Extract every line of the listing below and reproduce each one verbatim, without alteration.

++++++++++++++++++++

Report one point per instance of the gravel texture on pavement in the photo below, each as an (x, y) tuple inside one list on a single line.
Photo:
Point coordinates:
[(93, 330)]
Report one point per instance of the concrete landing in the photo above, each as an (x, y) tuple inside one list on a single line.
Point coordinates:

++++++++++++++++++++

Written solution:
Report one point per instance of the gravel texture on pavement in the photo below, each as an (x, y) tuple inside one list on a single line.
Photo:
Point coordinates:
[(93, 330)]
Report one point per instance of the concrete landing in the photo above, each as an (x, y) tuple inside one list on a single line.
Point coordinates:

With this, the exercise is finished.